> [PAGE EXCERPT]
Purple flag at Marine Corps Base Camp Lejeune, NC, in commemoration of Domestic Violence Awareness Month, Source https://www.marines.mil (PD as work product of federal govt.)

Women are often reluctant to make abuse public, as if their lives did not matter.  Speaking out about domestic violence, and seeking help for it, are said to bring shame on the family and the church.

The truth is that abuse starts an avalanche of harm that can extend for generations.  Whatever consequences flow from domestic violence, they result from the abuser’s actions – not the attempts by his victim to defend herself and her children, or escape the abuse.

The Catholic Church sex scandal illustrates how bad the organized church is at dealing with victims.  Focus Ministries http://www.focusministries1.org is just one Christian organization helping the victims of domestic violence, while training churches how better to respond to abuse [1][2].

Though priests and ministers have endorsed them at times, the Scriptural passages keeping women in abusive relationships are taken out of context.  Satan uses these snippets – these lies – to undermine women’s faith, and destroy their lives.

But in Christ we are set free.

Stand fast therefore in the liberty by which Christ has made us free, and do not be entangled again with a yoke of bondage” (Gal. 5: 1).


[1]  Today’s Christian Woman, “The Silent Epidemic” by Corrie Cutrer, September 2004, http://www.todayschristianwoman.com/articles/2004/september/silent-epidemic.html.

[2]  1 Cor. 6: 1-11 and Matt. 18: 17 address conflict between Christians, and the use of secular courts.  However, church intervention was never intended to shield sinful behavior, or place lives in danger.

> [WORK TO COMPLETE] In the passage on domestic violence and the church, which Christian organization is named as helping victims while training churches to respond better to abuse?

[Image location labeling items]

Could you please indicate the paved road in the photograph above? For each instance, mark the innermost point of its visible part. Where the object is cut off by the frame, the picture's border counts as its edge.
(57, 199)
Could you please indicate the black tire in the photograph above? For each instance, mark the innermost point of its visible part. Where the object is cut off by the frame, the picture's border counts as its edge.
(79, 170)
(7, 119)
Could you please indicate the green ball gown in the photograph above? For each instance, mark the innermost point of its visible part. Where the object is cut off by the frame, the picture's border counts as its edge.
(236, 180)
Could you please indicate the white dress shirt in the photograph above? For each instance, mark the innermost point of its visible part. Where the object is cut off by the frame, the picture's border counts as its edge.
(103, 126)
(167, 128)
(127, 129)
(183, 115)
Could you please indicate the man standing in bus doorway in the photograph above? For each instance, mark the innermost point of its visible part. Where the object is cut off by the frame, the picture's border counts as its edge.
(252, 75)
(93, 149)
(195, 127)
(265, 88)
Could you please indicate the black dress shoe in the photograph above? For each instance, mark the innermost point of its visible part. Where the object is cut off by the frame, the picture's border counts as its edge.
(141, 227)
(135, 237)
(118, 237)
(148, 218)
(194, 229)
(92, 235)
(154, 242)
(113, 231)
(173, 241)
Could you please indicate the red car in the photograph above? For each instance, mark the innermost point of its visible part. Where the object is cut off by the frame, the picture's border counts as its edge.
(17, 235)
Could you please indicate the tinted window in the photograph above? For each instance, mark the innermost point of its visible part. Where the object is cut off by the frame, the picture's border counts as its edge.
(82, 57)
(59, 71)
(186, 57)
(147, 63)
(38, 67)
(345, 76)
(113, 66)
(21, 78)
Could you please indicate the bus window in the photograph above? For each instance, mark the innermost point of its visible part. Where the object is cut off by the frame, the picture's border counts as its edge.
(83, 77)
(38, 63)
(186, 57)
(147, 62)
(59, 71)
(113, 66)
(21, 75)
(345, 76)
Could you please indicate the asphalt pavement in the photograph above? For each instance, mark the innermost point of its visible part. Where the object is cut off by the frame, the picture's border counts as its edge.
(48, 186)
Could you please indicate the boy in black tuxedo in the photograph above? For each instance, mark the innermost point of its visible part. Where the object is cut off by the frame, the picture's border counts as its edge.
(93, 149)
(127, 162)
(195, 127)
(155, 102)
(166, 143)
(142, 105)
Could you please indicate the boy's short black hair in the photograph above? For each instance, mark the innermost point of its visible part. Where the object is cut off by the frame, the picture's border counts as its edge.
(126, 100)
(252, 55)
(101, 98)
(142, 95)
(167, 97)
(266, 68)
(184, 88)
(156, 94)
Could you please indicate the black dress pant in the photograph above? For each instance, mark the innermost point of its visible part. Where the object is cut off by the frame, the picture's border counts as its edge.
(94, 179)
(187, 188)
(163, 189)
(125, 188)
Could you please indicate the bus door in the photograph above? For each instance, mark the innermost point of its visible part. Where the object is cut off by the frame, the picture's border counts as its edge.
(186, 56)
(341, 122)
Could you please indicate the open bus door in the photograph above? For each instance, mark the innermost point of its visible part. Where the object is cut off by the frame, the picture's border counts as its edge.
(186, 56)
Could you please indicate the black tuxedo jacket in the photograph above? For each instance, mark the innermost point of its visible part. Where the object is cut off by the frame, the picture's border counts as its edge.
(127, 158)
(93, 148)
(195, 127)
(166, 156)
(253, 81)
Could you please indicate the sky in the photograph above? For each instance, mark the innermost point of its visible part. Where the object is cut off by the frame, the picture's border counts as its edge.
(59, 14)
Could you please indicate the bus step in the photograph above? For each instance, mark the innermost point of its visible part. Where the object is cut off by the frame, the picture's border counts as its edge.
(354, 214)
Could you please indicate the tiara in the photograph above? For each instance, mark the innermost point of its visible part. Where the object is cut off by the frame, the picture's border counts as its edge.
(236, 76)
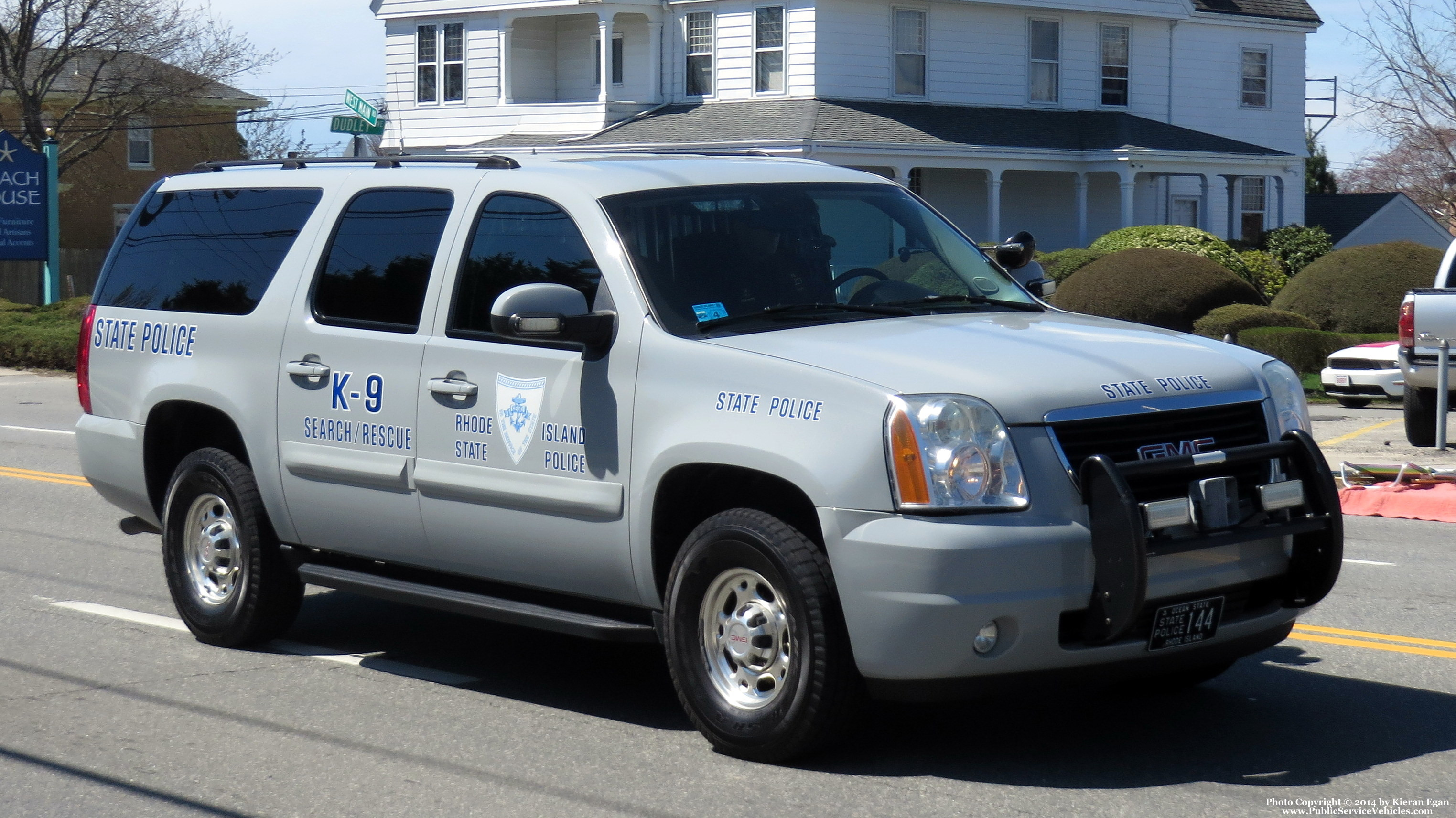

> [SOLUTION] Focus Ministries